— begin SELECTION —
SB: Can you share any sales numbers on how store brands are selling vs. national brands leading into the holiday season? Any categories doing exceptionally well and why?
Year to date across total U.S. xAOC, private label sales are $132.5B, compared to $573.26B for national brands during the same period. Private Label share YTD is 18.8%, slightly behind 2020 levels of 19.2%. Growth has slowed for both Private Label and Branded items in 2021, but national brand growth is outpacing Private Label (1.9% versus -0.7%, respectively).

Individual private label category performance reflects this relatively slow overall growth, with half of the top 20 categories growing and half declining. The Salads and Water private label categories are growing fastest on a dollar sales basis, at 17.4% and 8.3% respectively.

The top 20 branded categories are enjoying greater success, with 11 growing and only nine experiencing declining sales volume for the 44 weeks ending November 6th. Energy drinks and supplements are the highest growth national brand categories for the period, at 22.4% and 13.7% respectively.

In an inflationary environment, store brands can expect an additional boost since they're likely to be the lowest-priced item on the shelf. In categories where the average customer is particularly price-sensitive, this effect can be multiplied. Expect private label sales to have a good holiday season this year.
— end SELECTION —
* _PARTS OF THE EXERCISE_
A - Return the passage on store brand sales starting with "Individual private label" and going on through "season this year.", word for word.
B - In the records, starting with the line with "of the roof" and going on through the end of the records, change "integer pixel" to "whole-number pixel" and keep everything else the same. Output only those lines.
— begin DATASET ENTRIES —
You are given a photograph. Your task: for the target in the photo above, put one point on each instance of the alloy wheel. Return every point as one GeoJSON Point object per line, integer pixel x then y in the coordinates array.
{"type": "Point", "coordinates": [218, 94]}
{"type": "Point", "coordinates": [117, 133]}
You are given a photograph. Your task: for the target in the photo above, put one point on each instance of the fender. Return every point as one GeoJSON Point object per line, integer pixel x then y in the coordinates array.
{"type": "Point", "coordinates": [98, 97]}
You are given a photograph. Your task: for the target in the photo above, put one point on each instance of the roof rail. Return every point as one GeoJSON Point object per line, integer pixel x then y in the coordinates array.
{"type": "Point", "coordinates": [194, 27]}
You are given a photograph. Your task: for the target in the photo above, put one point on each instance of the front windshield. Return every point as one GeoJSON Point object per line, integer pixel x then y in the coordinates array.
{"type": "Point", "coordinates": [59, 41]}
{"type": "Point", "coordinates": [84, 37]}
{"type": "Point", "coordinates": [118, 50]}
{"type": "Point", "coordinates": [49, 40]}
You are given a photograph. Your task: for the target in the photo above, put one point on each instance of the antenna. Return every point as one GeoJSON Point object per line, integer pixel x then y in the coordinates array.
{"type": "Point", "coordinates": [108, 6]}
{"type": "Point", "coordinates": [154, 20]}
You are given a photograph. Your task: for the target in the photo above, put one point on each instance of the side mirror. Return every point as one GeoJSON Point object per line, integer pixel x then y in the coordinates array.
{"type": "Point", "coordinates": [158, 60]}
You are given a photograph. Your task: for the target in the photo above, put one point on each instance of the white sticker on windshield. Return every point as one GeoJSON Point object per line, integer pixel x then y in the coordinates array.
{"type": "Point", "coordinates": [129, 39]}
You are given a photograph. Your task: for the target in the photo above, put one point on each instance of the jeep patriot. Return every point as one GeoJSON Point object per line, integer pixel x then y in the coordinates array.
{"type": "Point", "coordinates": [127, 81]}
— end DATASET ENTRIES —
* _THE RESPONSES_
A -
Individual private label category performance reflects this relatively slow overall growth, with half of the top 20 categories growing and half declining. The Salads and Water private label categories are growing fastest on a dollar sales basis, at 17.4% and 8.3% respectively.

The top 20 branded categories are enjoying greater success, with 11 growing and only nine experiencing declining sales volume for the 44 weeks ending November 6th. Energy drinks and supplements are the highest growth national brand categories for the period, at 22.4% and 13.7% respectively.

In an inflationary environment, store brands can expect an additional boost since they're likely to be the lowest-priced item on the shelf. In categories where the average customer is particularly price-sensitive, this effect can be multiplied. Expect private label sales to have a good holiday season this year.

B -
You are given a photograph. Your task: for the target in the photo above, put one point on each instance of the roof rail. Return every point as one GeoJSON Point object per line, whole-number pixel x then y in the coordinates array.
{"type": "Point", "coordinates": [194, 27]}
You are given a photograph. Your task: for the target in the photo above, put one point on each instance of the front windshield. Return every point as one GeoJSON Point object per line, whole-number pixel x then y in the coordinates array.
{"type": "Point", "coordinates": [59, 41]}
{"type": "Point", "coordinates": [84, 37]}
{"type": "Point", "coordinates": [118, 50]}
{"type": "Point", "coordinates": [49, 40]}
You are given a photograph. Your task: for the target in the photo above, put one point on each instance of the antenna. Return every point as one GeoJSON Point object per line, whole-number pixel x then y in the coordinates array.
{"type": "Point", "coordinates": [108, 6]}
{"type": "Point", "coordinates": [154, 20]}
You are given a photograph. Your task: for the target in the photo above, put one point on each instance of the side mirror. Return every point as one GeoJSON Point object per line, whole-number pixel x then y in the coordinates array.
{"type": "Point", "coordinates": [158, 60]}
You are given a photograph. Your task: for the target in the photo above, put one point on each instance of the white sticker on windshield. Return every point as one GeoJSON Point object per line, whole-number pixel x then y in the coordinates array.
{"type": "Point", "coordinates": [129, 39]}
You are given a photograph. Your task: for the target in the photo above, put one point on each instance of the jeep patriot. Return every point as one GeoJSON Point object per line, whole-number pixel x then y in the coordinates array.
{"type": "Point", "coordinates": [127, 81]}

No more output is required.